Begin Data records

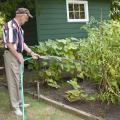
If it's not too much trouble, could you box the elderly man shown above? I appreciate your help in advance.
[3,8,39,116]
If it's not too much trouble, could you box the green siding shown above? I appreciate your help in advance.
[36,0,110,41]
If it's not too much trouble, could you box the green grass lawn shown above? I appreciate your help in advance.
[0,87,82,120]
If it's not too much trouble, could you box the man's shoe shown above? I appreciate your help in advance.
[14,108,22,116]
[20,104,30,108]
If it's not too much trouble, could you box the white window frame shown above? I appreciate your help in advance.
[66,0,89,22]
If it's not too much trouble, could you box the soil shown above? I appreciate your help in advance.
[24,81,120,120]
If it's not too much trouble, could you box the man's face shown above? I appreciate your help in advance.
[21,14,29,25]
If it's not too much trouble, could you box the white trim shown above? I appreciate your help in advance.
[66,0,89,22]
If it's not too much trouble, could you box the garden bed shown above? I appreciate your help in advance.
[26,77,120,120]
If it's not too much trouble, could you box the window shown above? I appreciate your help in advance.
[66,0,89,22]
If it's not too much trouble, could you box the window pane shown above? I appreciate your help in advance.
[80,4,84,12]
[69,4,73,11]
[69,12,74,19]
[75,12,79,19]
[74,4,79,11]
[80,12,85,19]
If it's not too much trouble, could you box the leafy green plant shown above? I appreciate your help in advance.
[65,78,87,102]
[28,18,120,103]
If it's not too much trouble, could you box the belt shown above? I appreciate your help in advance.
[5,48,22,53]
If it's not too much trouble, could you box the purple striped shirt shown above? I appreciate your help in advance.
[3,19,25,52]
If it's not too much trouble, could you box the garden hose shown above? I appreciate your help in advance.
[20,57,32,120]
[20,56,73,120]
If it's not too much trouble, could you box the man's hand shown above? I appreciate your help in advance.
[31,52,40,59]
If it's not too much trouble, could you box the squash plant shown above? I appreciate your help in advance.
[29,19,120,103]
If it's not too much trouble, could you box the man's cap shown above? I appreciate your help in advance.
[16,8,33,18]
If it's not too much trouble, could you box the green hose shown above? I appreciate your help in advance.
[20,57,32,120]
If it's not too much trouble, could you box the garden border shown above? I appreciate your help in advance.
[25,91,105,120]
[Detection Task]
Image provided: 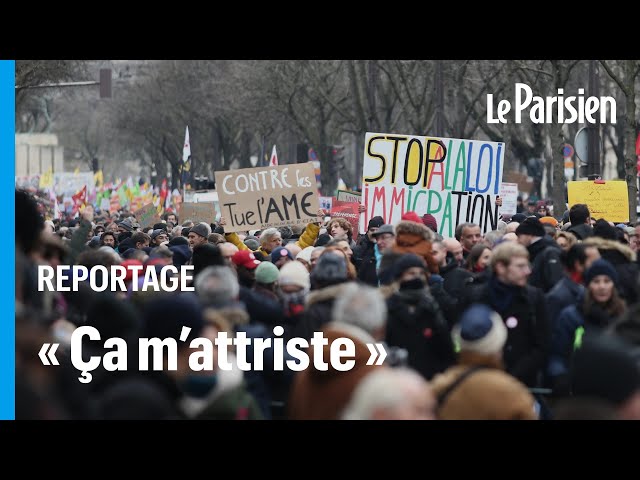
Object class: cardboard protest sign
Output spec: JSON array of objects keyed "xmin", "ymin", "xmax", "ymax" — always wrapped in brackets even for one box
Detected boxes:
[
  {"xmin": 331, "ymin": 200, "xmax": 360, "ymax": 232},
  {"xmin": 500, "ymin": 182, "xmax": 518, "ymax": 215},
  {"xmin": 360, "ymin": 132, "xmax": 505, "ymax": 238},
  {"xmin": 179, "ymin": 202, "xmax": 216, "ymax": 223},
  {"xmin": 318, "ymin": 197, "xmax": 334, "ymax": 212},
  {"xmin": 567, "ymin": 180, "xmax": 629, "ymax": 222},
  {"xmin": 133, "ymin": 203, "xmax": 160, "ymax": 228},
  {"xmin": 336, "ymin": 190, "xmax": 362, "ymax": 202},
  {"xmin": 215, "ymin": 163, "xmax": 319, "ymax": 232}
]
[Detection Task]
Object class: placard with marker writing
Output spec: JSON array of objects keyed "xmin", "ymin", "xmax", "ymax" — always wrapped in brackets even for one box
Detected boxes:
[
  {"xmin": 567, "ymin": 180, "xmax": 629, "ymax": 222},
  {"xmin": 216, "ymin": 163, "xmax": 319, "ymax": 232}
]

End Data records
Begin Data records

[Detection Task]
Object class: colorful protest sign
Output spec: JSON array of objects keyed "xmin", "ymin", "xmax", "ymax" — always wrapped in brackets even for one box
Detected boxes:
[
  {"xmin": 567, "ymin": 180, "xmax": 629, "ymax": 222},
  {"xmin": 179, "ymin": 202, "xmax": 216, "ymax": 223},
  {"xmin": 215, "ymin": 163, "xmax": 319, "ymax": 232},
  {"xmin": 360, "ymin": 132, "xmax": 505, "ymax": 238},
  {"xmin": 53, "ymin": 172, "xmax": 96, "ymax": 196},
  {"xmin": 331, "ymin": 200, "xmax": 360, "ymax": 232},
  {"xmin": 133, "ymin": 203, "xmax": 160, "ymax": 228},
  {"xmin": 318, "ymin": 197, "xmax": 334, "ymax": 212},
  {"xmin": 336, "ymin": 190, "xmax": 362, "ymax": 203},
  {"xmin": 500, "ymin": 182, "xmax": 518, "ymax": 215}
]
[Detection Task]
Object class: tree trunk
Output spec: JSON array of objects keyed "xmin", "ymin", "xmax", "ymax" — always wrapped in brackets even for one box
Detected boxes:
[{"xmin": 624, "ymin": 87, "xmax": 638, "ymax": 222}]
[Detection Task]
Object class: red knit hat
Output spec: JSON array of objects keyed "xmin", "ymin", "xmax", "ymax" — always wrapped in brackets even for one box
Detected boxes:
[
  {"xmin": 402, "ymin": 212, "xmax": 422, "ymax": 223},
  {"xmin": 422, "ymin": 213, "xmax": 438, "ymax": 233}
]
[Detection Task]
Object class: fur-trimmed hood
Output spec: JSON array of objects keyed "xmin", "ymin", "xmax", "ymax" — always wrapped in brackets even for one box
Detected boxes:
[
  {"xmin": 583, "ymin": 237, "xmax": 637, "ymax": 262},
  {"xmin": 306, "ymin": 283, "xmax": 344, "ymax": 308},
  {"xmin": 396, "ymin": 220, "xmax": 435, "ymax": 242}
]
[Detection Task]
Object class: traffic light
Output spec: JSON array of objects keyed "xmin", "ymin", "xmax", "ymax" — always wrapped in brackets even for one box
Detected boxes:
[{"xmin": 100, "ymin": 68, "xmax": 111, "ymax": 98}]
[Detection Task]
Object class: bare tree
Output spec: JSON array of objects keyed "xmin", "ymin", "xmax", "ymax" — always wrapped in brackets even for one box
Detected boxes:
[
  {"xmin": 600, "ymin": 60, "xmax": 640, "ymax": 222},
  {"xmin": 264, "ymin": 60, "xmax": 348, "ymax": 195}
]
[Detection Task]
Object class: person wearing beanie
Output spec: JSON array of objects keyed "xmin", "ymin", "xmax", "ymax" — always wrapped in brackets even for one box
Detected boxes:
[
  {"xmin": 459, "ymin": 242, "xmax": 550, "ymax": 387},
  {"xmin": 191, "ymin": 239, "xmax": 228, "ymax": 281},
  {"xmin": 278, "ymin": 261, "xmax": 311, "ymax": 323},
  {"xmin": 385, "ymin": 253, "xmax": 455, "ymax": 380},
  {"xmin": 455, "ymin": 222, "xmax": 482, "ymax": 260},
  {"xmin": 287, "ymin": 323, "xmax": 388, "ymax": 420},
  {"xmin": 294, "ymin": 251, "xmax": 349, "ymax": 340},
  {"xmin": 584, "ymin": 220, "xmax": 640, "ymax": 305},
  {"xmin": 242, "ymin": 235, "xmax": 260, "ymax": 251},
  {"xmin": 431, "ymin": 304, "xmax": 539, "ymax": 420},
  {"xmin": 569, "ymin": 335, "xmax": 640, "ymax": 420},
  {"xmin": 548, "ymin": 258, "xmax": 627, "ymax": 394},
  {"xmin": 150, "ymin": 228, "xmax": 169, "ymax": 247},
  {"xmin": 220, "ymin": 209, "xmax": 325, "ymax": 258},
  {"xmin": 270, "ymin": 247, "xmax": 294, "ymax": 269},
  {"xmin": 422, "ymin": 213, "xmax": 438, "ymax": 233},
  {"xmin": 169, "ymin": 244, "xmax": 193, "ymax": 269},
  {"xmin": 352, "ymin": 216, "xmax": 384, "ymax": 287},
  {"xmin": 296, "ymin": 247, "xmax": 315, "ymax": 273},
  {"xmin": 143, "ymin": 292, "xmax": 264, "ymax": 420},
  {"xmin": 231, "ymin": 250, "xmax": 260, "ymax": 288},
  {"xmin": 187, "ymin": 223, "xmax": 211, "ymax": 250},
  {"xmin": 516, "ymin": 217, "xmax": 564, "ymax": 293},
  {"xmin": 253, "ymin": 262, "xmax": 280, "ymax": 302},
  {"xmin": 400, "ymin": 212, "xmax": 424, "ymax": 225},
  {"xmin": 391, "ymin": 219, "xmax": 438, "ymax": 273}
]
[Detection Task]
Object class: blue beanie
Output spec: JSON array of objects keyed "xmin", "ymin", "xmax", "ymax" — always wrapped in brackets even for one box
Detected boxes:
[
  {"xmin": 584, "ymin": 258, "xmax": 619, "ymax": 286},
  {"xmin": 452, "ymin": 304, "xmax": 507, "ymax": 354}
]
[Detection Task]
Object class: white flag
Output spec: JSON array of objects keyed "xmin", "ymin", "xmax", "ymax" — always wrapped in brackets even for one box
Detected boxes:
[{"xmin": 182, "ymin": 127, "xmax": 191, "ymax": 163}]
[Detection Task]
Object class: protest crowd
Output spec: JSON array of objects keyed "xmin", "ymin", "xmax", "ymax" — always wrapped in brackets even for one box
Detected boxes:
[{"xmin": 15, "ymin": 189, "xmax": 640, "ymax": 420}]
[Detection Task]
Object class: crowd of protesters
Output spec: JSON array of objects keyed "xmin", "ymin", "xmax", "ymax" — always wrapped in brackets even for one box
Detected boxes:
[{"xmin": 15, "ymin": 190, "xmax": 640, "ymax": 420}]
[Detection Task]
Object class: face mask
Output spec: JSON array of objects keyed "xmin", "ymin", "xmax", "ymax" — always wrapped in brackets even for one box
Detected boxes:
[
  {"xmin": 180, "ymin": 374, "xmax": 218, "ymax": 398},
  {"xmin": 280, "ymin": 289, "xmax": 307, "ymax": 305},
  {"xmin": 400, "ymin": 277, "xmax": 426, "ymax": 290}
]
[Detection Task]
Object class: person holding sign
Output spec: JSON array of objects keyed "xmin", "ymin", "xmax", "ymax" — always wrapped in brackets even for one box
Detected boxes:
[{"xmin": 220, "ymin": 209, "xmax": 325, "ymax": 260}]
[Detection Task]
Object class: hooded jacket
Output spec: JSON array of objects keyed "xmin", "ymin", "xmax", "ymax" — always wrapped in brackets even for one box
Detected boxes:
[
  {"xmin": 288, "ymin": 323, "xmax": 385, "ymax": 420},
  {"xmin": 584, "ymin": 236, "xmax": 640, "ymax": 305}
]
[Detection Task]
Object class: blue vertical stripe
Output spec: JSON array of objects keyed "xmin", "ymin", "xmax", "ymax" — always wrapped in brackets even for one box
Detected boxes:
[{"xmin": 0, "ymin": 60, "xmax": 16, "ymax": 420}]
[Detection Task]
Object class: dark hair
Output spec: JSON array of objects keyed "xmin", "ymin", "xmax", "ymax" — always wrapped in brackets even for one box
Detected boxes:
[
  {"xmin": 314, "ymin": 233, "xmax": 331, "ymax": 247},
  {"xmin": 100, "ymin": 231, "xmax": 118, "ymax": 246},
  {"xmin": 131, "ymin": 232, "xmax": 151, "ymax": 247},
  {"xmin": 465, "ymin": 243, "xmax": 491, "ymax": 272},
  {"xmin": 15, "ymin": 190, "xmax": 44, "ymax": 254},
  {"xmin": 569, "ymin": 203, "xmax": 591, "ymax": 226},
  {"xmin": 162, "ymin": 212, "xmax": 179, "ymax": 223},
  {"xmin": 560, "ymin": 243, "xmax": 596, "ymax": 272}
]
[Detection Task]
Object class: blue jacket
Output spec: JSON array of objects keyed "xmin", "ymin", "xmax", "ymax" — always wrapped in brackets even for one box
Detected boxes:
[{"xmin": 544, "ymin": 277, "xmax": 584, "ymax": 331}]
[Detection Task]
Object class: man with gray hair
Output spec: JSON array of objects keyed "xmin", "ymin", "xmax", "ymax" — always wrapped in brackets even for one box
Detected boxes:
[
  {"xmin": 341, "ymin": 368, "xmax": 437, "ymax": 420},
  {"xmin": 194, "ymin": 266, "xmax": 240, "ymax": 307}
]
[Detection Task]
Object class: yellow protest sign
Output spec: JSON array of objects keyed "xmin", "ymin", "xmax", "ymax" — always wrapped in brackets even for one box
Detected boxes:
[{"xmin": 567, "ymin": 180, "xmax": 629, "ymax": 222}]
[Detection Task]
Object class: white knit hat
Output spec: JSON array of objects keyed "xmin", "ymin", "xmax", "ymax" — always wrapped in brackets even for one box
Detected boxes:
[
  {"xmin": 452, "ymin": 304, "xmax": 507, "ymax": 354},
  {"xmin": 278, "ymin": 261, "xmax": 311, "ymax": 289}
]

End Data records
Begin Data records

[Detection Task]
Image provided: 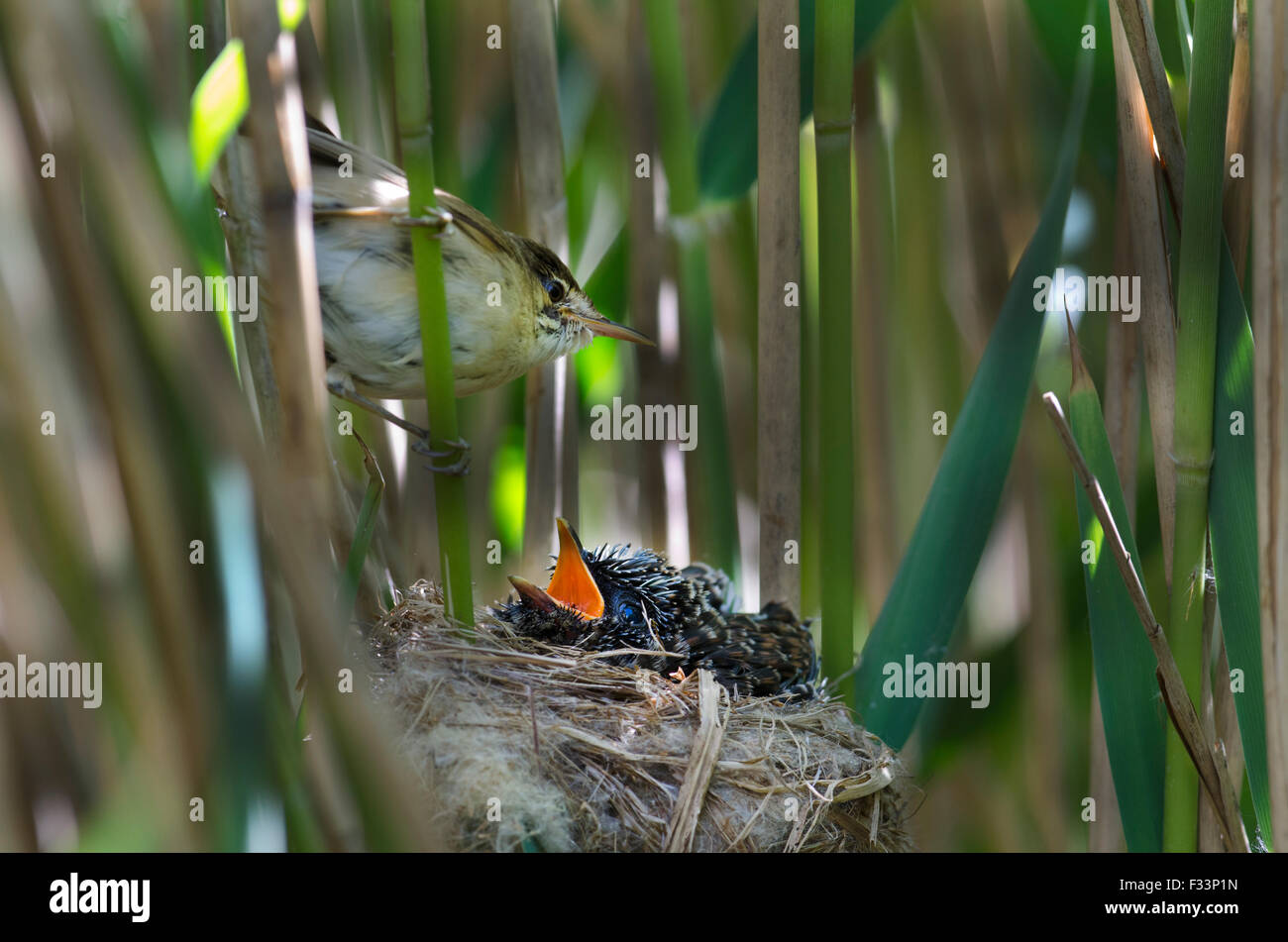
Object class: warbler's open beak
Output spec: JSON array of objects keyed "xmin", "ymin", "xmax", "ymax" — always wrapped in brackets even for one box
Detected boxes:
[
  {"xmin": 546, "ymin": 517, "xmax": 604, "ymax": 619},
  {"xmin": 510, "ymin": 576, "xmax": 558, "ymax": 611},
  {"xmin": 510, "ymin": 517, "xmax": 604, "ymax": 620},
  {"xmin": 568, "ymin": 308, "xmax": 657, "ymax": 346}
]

End Data records

The exercise:
Rewrite the part that opens with the line containing "the man's hand" and closes with the line containing "[29,19,120,103]", using "pumpkin plant" in place of "squash plant" and changing nothing else.

Written reply:
If it's not too much trouble, could you box the man's hand shown above? I appreciate your help in advance.
[31,52,40,59]
If it's not too much trouble, could you box the pumpkin plant shown above? I appreciate your help in advance.
[29,19,120,103]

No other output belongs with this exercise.